Testo:
----
“Terre in Vista”, testo critico di Giorgio Baldo, 2014, ita

L'installazione è uno spazio tra terra e cielo. In questo luogo sospeso i due elementi si riflettono e lì incrociano il loro discorrere. Andrea Morucchio , in questo secondo Dialogo Celeste, ha dato alla terra il ruolo di primo attore; che si presenta al cielo con una sua creazione; offrendosi a esso nella sua totalità. Il cielo, dalle sue altezze, è chiamato a vederla nella sua estensione di terra-corpo, che realmente circonda il Museo del Paesaggio ; e, nella figura che da essa si innalza e si fissa nell'installazione sospesa, ne vede un pensiero. Una immagine; che è una astrazione concreta in figura di questa terra. Morucchio ha fotografato in primavera e in estate una molteplicità di paesaggi intorno al Museo di Boccafossa: campi ara e nudi, campi colmi d'erba, campi con filari di germogli e piantine appena nate; prospettive di piatte superfici spinte sino all'orizzonte lontano, tagliate da drittssime linee di fossati, da filari d'alberi e filari artificiali di pali della luce; poi i nastri argentei di canali e dei due fiumi Brian e Livenza. In queste grandi superfici di terra e acqua, animate da un formidabile reticolo di linee e curve, parcellizzate in parallelogrammi di diverso colore e consistenza, nella loro piatta vastità ha trovato il punto di una casa colonica.

Ne è uscito un atlante di percezioni visive. La terra di Boccafossa è un paesaggio di enti geometrici. Questi presidiano le sue materie e ne governano gli estri e le forme; ma anche, dall'altro verso, la terra dell'uomo sembra ordinarsi da sé quasi in un delirio di geometrie, di astratte perfezioni: che qualcuno può estrarre e astrarre dalle sue superfici. Estrarre le idee spaziali e colorate di questo paesaggio e la loro movimentata combinazione, fare di queste essenze immagine, è la sostanza della ricerca di Morucchio. Per arrivare all'installazione sospesa che oggi vediamo ha seguito un processo complesso: si è chinato sulla terra, attento al suo genius loci, disteso sul suo volto superficie, confuso in esso. Ha riunito le centinaia di foto in poche classi, in luoghi-tipo.
----
Dati registrati:

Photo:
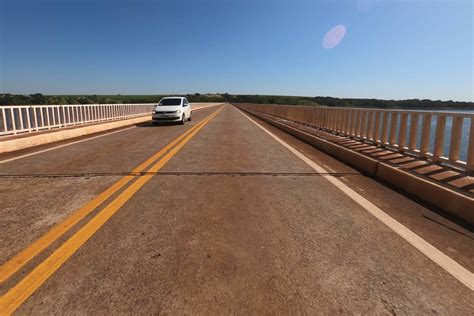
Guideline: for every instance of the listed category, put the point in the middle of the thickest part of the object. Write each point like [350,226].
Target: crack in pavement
[179,173]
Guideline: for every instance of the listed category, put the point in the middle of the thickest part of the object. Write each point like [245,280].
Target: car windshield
[168,102]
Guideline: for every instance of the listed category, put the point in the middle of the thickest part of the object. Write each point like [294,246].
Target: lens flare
[334,36]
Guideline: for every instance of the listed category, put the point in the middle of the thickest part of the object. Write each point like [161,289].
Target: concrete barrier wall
[454,203]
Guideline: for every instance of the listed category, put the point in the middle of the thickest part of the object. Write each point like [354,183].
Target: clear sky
[379,48]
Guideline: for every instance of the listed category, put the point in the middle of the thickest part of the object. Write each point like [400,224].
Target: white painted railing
[446,137]
[30,118]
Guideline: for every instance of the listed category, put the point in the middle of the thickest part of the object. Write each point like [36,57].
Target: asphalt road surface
[218,216]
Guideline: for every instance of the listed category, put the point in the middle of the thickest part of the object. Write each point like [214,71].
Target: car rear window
[166,102]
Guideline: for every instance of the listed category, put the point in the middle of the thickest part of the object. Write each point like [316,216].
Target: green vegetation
[38,98]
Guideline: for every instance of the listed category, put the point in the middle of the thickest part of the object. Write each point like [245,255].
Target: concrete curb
[454,203]
[41,139]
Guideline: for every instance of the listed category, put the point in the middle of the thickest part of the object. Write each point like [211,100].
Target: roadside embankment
[27,140]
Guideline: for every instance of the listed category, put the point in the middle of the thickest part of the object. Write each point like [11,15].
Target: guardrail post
[393,128]
[425,135]
[402,135]
[413,131]
[455,143]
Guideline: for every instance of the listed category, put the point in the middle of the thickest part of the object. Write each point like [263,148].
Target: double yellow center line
[32,281]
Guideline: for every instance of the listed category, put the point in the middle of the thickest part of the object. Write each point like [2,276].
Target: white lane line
[449,265]
[80,141]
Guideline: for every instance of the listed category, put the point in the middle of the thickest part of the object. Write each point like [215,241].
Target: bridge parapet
[17,119]
[445,137]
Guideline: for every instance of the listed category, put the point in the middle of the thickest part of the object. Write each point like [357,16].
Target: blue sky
[391,49]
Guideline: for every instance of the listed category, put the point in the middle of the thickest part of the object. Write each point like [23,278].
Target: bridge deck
[232,222]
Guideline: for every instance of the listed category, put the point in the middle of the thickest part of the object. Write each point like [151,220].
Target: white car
[172,109]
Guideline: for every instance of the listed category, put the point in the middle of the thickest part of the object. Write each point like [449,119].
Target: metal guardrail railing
[446,137]
[17,119]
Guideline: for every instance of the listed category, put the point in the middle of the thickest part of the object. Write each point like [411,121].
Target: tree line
[38,98]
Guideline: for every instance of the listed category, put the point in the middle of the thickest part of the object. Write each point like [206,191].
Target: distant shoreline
[409,104]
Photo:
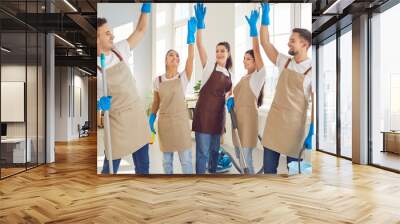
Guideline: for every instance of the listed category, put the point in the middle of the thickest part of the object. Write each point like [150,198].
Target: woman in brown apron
[209,114]
[248,96]
[130,132]
[285,128]
[169,99]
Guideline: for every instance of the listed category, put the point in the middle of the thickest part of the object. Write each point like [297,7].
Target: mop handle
[242,161]
[107,134]
[233,118]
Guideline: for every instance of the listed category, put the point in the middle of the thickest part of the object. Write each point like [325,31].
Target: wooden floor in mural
[70,191]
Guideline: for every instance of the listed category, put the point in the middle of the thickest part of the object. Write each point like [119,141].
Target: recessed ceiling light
[70,5]
[5,50]
[64,40]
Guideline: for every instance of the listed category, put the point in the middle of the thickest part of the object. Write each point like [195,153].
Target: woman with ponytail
[248,95]
[216,87]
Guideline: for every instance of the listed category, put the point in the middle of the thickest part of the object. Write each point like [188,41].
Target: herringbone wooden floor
[70,191]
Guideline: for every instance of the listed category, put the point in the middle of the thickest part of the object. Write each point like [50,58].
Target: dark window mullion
[338,94]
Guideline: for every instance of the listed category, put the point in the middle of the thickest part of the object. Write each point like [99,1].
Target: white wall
[66,121]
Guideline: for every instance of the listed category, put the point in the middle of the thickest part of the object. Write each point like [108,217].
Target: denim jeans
[140,159]
[185,156]
[271,160]
[248,157]
[207,146]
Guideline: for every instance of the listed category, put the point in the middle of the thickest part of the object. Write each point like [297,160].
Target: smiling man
[285,128]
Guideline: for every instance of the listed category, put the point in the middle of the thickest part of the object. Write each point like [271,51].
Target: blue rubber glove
[265,14]
[308,141]
[104,103]
[146,8]
[230,103]
[192,22]
[152,119]
[200,12]
[253,22]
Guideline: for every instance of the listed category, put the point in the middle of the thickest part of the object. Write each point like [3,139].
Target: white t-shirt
[257,80]
[184,81]
[209,68]
[122,47]
[309,80]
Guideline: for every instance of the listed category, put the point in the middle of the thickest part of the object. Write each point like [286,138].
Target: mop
[236,141]
[107,134]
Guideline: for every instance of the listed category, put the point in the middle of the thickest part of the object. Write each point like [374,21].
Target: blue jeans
[271,160]
[185,156]
[207,146]
[140,159]
[248,157]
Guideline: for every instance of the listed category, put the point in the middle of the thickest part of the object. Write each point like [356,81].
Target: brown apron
[285,126]
[246,113]
[129,128]
[209,114]
[173,119]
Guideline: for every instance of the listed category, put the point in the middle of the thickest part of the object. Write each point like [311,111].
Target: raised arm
[200,12]
[192,23]
[141,27]
[269,49]
[252,21]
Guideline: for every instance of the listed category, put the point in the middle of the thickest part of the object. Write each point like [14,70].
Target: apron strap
[215,66]
[287,63]
[118,55]
[309,69]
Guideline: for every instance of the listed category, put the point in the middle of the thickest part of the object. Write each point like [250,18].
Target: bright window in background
[122,32]
[385,84]
[346,94]
[327,96]
[182,12]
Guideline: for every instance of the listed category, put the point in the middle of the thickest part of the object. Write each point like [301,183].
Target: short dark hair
[101,21]
[305,34]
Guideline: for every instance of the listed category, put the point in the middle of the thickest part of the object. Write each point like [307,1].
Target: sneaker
[224,162]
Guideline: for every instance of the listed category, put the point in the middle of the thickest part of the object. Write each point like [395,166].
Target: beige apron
[285,126]
[173,119]
[129,128]
[246,113]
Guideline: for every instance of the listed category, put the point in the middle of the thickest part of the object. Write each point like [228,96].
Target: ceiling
[75,22]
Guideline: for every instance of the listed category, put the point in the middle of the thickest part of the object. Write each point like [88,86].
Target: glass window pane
[181,11]
[346,94]
[31,101]
[385,89]
[13,83]
[327,97]
[281,18]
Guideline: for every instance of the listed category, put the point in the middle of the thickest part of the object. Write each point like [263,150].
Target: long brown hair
[261,96]
[229,63]
[170,50]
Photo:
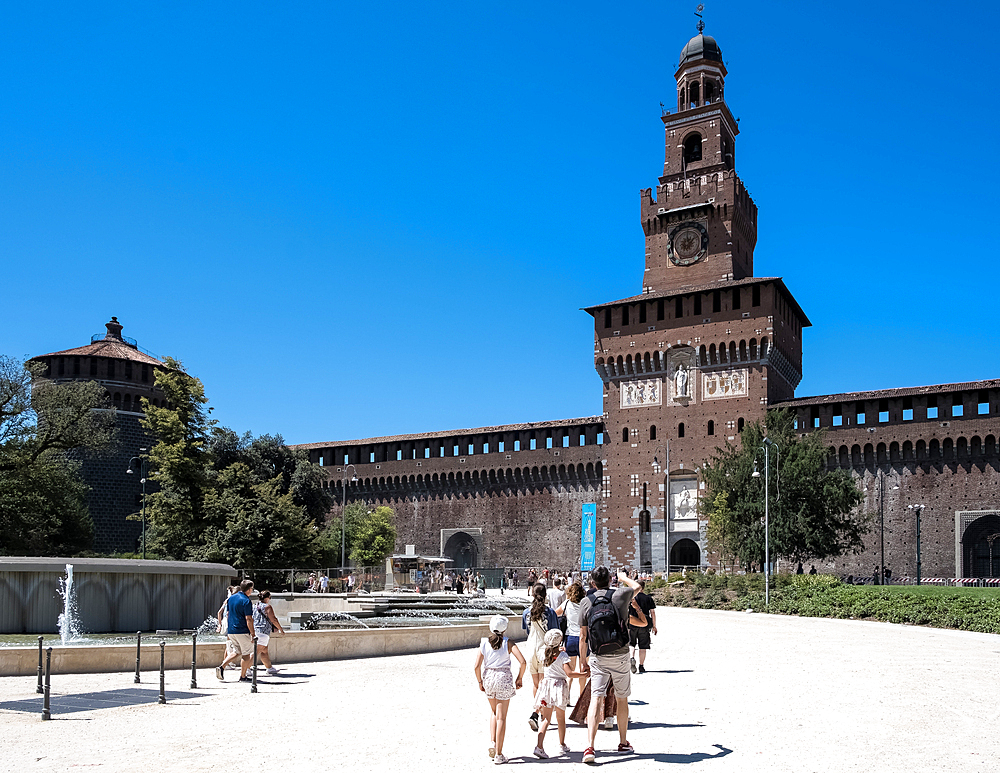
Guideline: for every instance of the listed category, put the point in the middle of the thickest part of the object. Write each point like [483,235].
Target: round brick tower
[128,374]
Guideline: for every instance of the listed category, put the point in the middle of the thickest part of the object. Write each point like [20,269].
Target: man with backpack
[604,638]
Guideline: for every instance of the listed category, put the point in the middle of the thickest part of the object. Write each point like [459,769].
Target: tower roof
[701,47]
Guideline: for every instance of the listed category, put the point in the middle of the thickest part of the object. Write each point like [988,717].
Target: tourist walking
[570,612]
[604,650]
[536,620]
[552,694]
[643,607]
[264,623]
[239,628]
[495,679]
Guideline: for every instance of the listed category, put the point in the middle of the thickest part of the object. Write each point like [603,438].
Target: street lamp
[343,510]
[917,509]
[143,470]
[766,447]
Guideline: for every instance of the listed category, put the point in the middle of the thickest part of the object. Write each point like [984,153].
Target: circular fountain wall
[112,595]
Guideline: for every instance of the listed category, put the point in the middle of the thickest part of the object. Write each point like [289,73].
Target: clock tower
[700,224]
[706,346]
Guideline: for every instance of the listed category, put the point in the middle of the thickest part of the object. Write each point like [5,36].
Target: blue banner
[588,538]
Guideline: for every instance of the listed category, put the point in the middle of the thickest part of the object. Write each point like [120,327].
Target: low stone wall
[293,647]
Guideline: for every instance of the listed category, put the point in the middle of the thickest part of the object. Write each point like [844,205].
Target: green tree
[44,429]
[179,462]
[813,511]
[375,537]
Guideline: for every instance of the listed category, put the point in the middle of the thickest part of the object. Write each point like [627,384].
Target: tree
[43,501]
[179,461]
[812,509]
[375,538]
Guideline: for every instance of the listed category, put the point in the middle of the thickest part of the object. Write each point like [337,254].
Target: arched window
[692,148]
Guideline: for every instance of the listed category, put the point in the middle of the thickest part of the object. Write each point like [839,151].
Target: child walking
[553,692]
[495,679]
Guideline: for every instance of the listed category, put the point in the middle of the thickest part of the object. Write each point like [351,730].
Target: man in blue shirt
[240,615]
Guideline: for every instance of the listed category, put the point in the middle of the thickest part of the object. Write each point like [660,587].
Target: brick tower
[128,374]
[705,347]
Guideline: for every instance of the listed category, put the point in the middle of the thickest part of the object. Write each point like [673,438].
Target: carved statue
[680,381]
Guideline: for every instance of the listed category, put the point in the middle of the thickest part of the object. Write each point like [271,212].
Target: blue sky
[362,219]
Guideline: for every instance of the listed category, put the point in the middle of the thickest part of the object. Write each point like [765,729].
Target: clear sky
[360,219]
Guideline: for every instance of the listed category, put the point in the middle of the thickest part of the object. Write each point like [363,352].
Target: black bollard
[194,661]
[46,714]
[163,682]
[253,680]
[40,689]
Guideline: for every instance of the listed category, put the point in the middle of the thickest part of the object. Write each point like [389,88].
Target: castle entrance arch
[685,552]
[461,548]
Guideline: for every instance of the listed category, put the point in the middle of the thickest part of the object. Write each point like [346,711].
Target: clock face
[688,244]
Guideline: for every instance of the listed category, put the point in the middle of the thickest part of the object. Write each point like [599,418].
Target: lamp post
[917,509]
[766,447]
[343,510]
[143,470]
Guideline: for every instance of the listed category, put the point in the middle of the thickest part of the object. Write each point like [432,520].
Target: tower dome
[701,47]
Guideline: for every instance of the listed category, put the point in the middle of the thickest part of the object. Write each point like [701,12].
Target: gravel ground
[725,691]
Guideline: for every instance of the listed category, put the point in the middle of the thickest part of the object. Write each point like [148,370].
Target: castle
[703,349]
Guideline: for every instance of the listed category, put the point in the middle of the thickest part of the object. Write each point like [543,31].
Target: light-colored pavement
[725,692]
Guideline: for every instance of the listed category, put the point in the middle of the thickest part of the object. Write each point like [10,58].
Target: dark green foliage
[812,509]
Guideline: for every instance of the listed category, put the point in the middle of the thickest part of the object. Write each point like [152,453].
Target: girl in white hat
[495,679]
[553,691]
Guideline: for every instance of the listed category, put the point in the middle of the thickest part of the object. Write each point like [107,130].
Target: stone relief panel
[641,393]
[722,384]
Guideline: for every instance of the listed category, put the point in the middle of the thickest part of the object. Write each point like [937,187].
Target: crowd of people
[598,636]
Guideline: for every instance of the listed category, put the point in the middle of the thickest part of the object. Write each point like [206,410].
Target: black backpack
[605,631]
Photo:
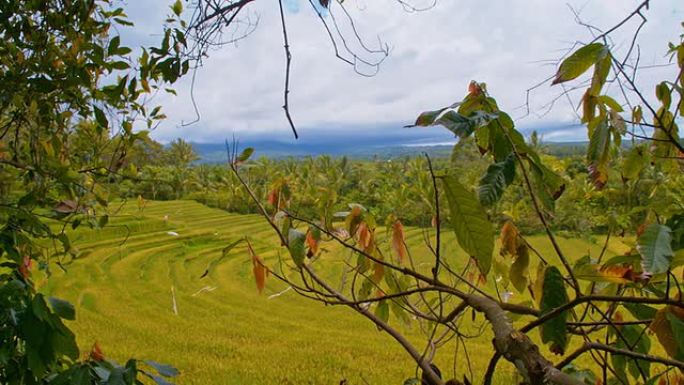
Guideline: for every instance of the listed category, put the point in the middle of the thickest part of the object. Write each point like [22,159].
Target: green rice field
[222,330]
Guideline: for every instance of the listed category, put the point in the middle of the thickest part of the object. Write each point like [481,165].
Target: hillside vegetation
[225,332]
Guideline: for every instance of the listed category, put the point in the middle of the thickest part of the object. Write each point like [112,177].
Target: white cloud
[434,56]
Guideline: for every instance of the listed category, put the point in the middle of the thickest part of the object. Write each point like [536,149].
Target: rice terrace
[225,332]
[343,192]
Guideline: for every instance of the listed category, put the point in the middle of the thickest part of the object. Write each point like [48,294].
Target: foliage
[66,127]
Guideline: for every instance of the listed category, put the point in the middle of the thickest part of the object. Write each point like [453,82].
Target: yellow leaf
[260,271]
[509,238]
[398,240]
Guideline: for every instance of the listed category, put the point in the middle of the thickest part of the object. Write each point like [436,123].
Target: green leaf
[495,180]
[163,369]
[655,249]
[296,245]
[113,45]
[473,229]
[224,253]
[632,338]
[246,153]
[598,152]
[677,327]
[554,295]
[580,61]
[461,126]
[382,311]
[601,71]
[640,311]
[62,308]
[633,162]
[610,103]
[177,7]
[412,381]
[519,269]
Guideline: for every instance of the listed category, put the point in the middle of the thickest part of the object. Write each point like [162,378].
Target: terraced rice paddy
[224,332]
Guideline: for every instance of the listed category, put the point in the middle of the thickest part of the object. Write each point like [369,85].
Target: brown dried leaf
[509,238]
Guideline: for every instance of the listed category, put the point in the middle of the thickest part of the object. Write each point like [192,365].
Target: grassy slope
[232,335]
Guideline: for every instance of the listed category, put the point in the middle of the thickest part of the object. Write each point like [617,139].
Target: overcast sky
[433,56]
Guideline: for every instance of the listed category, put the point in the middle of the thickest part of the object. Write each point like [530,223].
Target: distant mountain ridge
[388,141]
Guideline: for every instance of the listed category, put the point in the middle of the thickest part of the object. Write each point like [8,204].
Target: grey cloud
[434,56]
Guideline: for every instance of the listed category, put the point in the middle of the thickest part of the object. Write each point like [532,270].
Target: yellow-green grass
[122,289]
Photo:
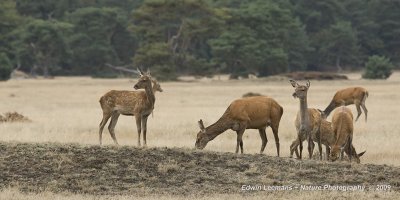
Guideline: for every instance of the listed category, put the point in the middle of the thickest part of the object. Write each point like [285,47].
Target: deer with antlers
[352,95]
[139,104]
[256,112]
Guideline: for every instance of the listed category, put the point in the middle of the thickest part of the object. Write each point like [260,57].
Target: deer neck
[304,117]
[329,108]
[150,95]
[218,127]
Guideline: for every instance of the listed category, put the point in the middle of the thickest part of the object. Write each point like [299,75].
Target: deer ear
[201,125]
[360,154]
[294,83]
[139,71]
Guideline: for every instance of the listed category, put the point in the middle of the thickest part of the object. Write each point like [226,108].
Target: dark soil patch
[139,171]
[13,117]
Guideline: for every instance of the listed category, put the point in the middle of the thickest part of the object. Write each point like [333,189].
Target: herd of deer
[254,112]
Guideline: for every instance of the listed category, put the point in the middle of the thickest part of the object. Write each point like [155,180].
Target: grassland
[66,110]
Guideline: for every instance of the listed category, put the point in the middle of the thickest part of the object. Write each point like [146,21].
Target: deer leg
[138,118]
[365,110]
[264,139]
[328,151]
[349,147]
[144,127]
[239,140]
[111,126]
[103,122]
[310,146]
[293,148]
[358,109]
[276,137]
[319,144]
[300,146]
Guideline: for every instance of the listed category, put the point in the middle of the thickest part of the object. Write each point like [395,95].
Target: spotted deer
[256,112]
[328,139]
[352,95]
[307,121]
[139,104]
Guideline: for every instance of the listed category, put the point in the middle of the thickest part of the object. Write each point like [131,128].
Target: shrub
[378,67]
[5,67]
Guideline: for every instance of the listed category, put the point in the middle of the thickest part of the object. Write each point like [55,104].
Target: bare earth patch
[111,170]
[13,117]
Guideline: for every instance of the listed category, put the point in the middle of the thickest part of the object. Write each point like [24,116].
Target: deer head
[334,155]
[156,86]
[144,80]
[300,90]
[202,137]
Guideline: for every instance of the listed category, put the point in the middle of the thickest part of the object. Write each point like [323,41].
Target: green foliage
[174,35]
[378,67]
[262,37]
[100,36]
[5,67]
[43,44]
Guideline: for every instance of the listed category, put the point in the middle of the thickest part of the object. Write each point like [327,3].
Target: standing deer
[308,120]
[131,103]
[352,95]
[328,139]
[342,122]
[257,112]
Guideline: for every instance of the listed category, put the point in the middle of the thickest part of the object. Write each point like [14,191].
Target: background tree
[180,27]
[41,45]
[378,67]
[100,36]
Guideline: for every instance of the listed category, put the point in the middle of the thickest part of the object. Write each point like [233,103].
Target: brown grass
[66,110]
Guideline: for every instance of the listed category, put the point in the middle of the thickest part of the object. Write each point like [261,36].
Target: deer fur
[342,123]
[139,104]
[352,95]
[257,112]
[328,139]
[307,121]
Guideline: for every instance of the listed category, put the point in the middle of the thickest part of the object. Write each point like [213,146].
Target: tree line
[196,37]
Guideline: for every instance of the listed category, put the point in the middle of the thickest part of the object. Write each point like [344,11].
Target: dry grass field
[66,110]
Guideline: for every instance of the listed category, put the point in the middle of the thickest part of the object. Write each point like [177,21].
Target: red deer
[328,139]
[342,122]
[131,103]
[257,112]
[307,121]
[353,95]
----
Compiti scritti:
1. Trascrivi dal testo su "Terre in Vista" il tratto che va da "Ne è uscito" fino a "classi, in luoghi-tipo.".
2. Rispondi a queste domande sul testo su "Terre in Vista":
(a) In quali stagioni Morucchio ha fotografato i paesaggi intorno al Museo di Boccafossa?
(b) Quali due fiumi vengono nominati?
(c) In che cosa ha riunito Morucchio le centinaia di foto?
3. Prosegui il testo su "Terre in Vista" dopo l'ultima frase riportata.

Risposte:
1.
Ne è uscito un atlante di percezioni visive. La terra di Boccafossa è un paesaggio di enti geometrici. Questi presidiano le sue materie e ne governano gli estri e le forme; ma anche, dall'altro verso, la terra dell'uomo sembra ordinarsi da sé quasi in un delirio di geometrie, di astratte perfezioni: che qualcuno può estrarre e astrarre dalle sue superfici. Estrarre le idee spaziali e colorate di questo paesaggio e la loro movimentata combinazione, fare di queste essenze immagine, è la sostanza della ricerca di Morucchio. Per arrivare all'installazione sospesa che oggi vediamo ha seguito un processo complesso: si è chinato sulla terra, attento al suo genius loci, disteso sul suo volto superficie, confuso in esso. Ha riunito le centinaia di foto in poche classi, in luoghi-tipo.

2.
(a) In primavera e in estate.
(b) Il Brian e il Livenza.
(c) In poche classi, in luoghi-tipo.

3.
Così vi è il luogo dominato dai segni delle rette e quello delle curve; quello dominato dalle superfici dei parallelogrammi e dalla scansione tra chiaro e scuro; quello delle emersioni rade o degli assembramenti fitti dei vegetali; poi i luoghi del solido e quelli del liquido e così via. Ha cioè riconosciuto, nella follia analitica dell'occhio fotografico che vorrebbe conoscere-classificare tutti i particolari del corpo della terra (e che nei particolari si perde) i contorni di poche figure. A questi grandi confini che delimitano, si è riferito come certezze del “vero” vedere; tentando di dare sostanza al genio geometrico che all'interno di essi fluttuava, governando segni, spazio, colori e movimento. Per fissare la mutevole configurazione di questi “luoghi-creature” (sempre scosse dalla luce del cielo che esalta e nasconde) ha tagliato e ricombinato in un insieme molte delle loro analitiche apparenze (usando le iniziali foto come semilavorati) creando un puzzle dove i tasselli si sono disposti seguendo geometriche linee di forza. Così ha formato otto sintetici ritratti di terra. La composizione di foto ritagliate, ricombinate in simmetrie specchianti lungo gli assi ortogonali, divenute infine nuova immagine, sembrano alludere alla scomposizione del reale del cubismo analitico, combinata con i giochi cinetici e optical degli anni '60.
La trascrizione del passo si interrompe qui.